## 给定题目 A:
根据下文选读段落，所有经过训练的模型被保存为何种文件？

## 选读段落:

这是一个类似的方法。我们将把数据集分成 train
和 test
两个。 train
数据集将用于调整超参数和拟合不同模型。然后我们将选择最佳(根据 MSE)模型并从 test
数据集中预测值。
所有经过训练(拟合)的模型都将保存为 Pickle 文件,因此稍后可以使用 joblib.load()
方法加载它们。
输出:
----------------------------- [SVR_rbf] ------------------------------
Fitting 3 folds for each of 4 candidates, totalling 12 fits
---------------------------- [SVR_linear] ----------------------------
Fitting 3 folds for each of 4 candidates, totalling 12 fits
------------------------------ [Ridge] -------------------------------
Fitting 3 folds for each of 7 candidates, totalling 21 fits
------------------------------ [Lasso] -------------------------------
Fitting 3 folds for each of 6 candidates, totalling 18 fits
--------------------------- [RandomForest] ---------------------------
Fitting 3 folds for each of 3 candidates, totalling 9 fits
----------------------------- [SVR_rbf] ------------------------------
Score: 44.88%
Parameters: {'SVR_rbf__C': 10, 'SVR_rbf__max_iter': 500}
**********************************************************************
---------------------------- [SVR_linear] ----------------------------
Score: 33.40%
Parameters: {'SVR_linear__C': 0.01, 'SVR_linear__max_iter': 1000}
**********************************************************************
------------------------------ [Ridge] -------------------------------
Score: 34.83%
Parameters: {'Ridge__alpha': 500, 'Ridge__max_iter': 200}
**********************************************************************
------------------------------ [Lasso] -------------------------------
Score: 22.90%
Parameters: {'Lasso__alpha': 0.1, 'Lasso__max_iter': 1000}
**********************************************************************
--------------------------- [RandomForest] ---------------------------
Score: 36.87%
Parameters: {'RandomForest__max_depth': 5, 'RandomForest__n_estimators': 250}
**********************************************************************
Mean Squared Error: {'SVR_rbf': 5.375, 'SVR_linear': 7.036, 'Ridge': 7.02, 'Lasso': 8.108, 'RandomForest': 9.475}
代码:
import os
#import contextlib
from operator import itemgetter
from pathlib import Path
import pandas as pd
import numpy as np
from sklearn.model_selection import train_test_split
from sklearn.preprocessing import StandardScaler
from sklearn.model_selection import GridSearchCV
from sklearn.linear_model import SGDRegressor, Ridge, Lasso
from sklearn.ensemble import RandomForestRegressor
from sklearn.svm import SVR
from sklearn.pipeline import Pipeline, make_pipeline
from sklearn.metrics import mean_squared_error, r2_score
from sklearn.externals import joblib
def get_data(path='.'):
p = Path(path)

## 给定题目 B:
请从下方清单的开头起，逐字照录至包含“x=403 y=370”的那一行为止，首尾两行均须包括在内。

## 任务数据:
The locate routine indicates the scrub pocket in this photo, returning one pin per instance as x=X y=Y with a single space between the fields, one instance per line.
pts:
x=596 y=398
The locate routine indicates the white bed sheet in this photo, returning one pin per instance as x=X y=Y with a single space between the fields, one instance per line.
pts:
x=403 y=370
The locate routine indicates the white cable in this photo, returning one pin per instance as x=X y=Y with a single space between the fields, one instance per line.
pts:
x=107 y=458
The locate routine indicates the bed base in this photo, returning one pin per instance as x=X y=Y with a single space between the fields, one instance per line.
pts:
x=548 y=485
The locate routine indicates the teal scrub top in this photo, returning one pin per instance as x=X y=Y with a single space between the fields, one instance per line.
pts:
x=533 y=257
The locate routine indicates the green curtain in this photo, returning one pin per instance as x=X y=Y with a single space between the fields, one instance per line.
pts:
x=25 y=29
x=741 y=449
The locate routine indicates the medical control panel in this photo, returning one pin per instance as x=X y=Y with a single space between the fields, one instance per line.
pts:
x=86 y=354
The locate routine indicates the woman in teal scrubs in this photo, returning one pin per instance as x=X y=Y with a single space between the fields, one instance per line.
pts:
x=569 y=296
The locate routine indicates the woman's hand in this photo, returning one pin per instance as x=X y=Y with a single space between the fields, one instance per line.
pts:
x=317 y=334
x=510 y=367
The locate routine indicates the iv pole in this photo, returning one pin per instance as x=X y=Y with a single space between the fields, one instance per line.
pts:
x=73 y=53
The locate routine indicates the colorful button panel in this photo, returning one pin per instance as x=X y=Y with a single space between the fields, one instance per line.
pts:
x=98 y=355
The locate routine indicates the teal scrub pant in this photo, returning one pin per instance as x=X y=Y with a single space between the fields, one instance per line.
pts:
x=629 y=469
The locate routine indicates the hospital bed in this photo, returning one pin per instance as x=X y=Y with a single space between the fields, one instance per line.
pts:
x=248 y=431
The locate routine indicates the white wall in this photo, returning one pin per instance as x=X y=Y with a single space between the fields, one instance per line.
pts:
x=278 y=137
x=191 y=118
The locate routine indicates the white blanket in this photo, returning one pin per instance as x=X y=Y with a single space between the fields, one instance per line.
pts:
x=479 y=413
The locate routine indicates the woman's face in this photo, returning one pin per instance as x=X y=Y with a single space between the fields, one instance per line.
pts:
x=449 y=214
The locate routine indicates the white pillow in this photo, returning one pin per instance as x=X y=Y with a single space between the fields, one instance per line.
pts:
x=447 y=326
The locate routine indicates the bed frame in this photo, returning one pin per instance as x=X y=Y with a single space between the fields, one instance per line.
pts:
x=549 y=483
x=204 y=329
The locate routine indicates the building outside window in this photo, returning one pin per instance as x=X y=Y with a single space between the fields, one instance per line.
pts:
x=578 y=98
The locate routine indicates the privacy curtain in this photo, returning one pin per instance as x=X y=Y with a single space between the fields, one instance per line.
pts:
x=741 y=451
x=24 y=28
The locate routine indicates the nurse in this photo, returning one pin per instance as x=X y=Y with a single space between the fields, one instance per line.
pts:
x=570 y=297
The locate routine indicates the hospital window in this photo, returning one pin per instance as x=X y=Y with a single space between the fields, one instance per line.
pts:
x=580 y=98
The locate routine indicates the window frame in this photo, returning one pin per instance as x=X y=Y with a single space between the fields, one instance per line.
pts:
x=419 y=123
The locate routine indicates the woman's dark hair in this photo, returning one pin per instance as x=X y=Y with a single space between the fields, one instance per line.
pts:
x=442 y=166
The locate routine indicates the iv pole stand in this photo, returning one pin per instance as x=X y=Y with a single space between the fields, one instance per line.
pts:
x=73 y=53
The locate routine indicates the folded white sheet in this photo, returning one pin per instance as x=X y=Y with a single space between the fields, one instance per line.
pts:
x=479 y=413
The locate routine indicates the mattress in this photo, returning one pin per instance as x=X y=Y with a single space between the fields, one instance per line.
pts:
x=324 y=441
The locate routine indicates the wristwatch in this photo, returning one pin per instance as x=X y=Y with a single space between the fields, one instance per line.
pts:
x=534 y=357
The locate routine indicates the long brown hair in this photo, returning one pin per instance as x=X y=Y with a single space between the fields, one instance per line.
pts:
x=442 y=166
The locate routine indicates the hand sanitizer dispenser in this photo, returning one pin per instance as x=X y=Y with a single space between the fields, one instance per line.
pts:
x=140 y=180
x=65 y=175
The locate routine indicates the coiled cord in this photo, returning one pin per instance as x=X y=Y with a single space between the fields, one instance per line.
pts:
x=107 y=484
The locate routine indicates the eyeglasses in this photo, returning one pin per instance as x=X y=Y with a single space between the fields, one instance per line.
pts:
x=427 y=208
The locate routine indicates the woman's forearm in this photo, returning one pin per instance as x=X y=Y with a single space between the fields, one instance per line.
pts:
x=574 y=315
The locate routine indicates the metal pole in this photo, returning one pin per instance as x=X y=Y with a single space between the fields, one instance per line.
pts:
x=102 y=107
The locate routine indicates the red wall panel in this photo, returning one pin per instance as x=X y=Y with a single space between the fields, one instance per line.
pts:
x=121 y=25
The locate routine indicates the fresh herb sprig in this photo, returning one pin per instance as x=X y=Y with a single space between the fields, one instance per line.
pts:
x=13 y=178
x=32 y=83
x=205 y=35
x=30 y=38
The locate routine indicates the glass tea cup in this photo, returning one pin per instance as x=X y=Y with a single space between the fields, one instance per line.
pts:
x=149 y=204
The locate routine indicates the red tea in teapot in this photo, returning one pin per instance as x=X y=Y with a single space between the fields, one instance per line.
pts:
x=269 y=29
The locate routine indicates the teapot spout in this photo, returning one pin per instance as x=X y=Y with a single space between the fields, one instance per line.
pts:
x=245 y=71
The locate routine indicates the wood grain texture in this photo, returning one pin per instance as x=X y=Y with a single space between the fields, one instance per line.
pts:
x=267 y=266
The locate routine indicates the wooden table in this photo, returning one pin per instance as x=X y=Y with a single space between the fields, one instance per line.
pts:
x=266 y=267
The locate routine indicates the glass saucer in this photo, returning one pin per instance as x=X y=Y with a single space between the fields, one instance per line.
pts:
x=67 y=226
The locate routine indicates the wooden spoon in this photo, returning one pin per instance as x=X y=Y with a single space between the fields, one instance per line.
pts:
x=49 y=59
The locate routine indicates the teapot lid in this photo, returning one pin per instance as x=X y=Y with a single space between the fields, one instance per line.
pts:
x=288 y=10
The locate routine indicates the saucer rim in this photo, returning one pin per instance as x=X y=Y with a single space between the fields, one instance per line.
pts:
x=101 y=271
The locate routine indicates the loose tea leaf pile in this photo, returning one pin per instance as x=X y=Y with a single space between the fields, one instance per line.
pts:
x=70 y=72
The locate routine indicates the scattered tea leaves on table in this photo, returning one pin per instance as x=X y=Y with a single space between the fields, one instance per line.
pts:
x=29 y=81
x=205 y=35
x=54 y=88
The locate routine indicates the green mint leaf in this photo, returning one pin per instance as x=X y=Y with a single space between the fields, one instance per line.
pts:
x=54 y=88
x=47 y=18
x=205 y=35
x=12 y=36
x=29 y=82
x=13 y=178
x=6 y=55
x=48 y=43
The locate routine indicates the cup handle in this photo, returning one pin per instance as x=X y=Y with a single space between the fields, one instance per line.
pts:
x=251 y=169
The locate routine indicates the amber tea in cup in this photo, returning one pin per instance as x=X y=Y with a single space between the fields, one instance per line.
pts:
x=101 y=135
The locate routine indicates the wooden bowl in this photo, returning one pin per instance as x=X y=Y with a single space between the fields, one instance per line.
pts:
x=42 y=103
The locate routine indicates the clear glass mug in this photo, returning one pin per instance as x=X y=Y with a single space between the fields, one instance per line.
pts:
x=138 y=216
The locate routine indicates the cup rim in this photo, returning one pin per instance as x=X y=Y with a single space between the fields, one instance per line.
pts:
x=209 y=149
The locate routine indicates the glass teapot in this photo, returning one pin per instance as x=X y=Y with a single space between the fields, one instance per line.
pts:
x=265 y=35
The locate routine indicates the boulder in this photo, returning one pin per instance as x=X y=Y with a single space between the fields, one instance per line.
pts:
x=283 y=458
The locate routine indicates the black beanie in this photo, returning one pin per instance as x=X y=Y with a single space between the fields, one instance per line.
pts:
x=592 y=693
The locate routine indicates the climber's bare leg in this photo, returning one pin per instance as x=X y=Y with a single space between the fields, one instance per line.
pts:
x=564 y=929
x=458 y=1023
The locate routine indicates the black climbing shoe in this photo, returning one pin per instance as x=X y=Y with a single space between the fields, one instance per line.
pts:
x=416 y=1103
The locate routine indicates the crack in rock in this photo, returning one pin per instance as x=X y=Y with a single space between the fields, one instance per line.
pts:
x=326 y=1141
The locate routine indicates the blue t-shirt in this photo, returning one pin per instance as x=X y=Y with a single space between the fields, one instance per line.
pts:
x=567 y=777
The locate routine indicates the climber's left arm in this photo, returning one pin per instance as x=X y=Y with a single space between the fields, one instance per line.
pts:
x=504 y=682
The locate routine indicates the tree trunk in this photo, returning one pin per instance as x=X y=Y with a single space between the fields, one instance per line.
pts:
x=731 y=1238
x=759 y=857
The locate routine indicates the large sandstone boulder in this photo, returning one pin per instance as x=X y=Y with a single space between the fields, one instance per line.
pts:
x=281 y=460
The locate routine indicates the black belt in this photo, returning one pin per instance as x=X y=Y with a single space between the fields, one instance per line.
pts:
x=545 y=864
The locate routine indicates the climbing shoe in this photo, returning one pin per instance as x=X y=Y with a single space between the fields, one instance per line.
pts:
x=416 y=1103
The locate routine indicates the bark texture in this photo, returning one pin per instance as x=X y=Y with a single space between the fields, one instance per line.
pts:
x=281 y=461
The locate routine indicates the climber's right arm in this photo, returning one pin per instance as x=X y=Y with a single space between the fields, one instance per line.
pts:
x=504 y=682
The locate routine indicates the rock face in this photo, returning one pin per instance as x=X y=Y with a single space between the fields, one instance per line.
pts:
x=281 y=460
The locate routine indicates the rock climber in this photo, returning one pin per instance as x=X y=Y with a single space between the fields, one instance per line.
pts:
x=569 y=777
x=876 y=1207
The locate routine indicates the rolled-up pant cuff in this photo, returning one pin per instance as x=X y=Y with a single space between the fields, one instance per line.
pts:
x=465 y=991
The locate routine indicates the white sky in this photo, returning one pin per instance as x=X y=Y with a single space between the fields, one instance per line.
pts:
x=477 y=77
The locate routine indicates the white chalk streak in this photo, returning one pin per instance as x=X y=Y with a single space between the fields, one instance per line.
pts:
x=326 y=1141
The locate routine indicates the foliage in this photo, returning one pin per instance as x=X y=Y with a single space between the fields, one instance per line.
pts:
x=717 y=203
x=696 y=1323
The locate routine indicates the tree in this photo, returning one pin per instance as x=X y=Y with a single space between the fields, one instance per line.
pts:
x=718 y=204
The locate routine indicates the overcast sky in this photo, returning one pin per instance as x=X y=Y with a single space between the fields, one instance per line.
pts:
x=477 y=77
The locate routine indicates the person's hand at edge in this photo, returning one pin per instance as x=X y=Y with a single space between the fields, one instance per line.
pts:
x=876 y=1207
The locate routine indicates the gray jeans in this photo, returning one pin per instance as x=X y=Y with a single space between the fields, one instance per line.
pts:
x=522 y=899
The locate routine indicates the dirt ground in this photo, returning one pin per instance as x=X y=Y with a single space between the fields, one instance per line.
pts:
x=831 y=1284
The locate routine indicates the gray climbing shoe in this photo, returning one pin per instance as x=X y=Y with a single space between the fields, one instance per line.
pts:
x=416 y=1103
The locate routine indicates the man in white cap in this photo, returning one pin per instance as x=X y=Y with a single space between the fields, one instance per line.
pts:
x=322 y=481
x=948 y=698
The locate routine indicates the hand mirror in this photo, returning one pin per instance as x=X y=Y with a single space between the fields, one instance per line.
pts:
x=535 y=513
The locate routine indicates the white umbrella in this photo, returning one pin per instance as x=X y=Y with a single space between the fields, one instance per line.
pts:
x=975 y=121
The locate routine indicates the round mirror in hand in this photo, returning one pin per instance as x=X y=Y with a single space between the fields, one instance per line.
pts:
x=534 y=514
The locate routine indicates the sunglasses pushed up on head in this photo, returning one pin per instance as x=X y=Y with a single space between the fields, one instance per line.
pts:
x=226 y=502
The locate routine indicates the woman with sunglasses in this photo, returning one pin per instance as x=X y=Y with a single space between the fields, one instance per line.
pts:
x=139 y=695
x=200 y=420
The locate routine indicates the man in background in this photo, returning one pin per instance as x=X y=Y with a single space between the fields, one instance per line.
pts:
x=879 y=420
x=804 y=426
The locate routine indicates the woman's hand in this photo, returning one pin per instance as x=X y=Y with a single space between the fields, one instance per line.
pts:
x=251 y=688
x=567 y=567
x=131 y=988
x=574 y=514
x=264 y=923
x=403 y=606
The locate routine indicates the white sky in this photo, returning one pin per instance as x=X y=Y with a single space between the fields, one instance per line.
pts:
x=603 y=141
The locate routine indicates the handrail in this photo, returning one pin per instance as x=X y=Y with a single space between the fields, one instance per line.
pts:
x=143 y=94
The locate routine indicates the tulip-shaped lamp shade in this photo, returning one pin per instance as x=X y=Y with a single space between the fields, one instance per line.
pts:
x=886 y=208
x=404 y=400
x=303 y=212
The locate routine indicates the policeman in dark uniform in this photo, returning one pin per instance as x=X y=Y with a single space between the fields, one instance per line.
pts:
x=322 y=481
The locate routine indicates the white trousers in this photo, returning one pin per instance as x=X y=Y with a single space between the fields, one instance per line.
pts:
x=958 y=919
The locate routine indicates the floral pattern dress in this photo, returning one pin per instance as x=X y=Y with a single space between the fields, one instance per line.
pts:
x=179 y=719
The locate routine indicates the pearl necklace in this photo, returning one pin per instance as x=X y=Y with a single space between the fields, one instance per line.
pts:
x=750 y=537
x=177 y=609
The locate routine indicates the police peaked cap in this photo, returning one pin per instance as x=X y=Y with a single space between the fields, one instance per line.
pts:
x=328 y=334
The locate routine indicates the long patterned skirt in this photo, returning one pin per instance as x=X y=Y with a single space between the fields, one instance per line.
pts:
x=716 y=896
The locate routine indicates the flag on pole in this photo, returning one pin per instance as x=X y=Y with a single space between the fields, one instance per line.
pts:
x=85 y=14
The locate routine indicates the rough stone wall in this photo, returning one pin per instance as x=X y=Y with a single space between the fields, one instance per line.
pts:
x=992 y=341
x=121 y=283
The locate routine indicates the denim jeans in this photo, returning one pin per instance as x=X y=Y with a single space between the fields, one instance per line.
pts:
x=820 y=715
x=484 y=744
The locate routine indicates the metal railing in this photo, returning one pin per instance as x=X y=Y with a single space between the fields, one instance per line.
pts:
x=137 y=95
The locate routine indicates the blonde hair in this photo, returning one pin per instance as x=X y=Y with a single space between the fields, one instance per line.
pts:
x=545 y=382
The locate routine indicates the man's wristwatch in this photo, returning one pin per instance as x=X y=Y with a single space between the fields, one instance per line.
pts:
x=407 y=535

## 练习答案 A:
Pickle 文件。

## 练习答案 B:
The locate routine indicates the scrub pocket in this photo, returning one pin per instance as x=X y=Y with a single space between the fields, one instance per line.
pts:
x=596 y=398
The locate routine indicates the white bed sheet in this photo, returning one pin per instance as x=X y=Y with a single space between the fields, one instance per line.
pts:
x=403 y=370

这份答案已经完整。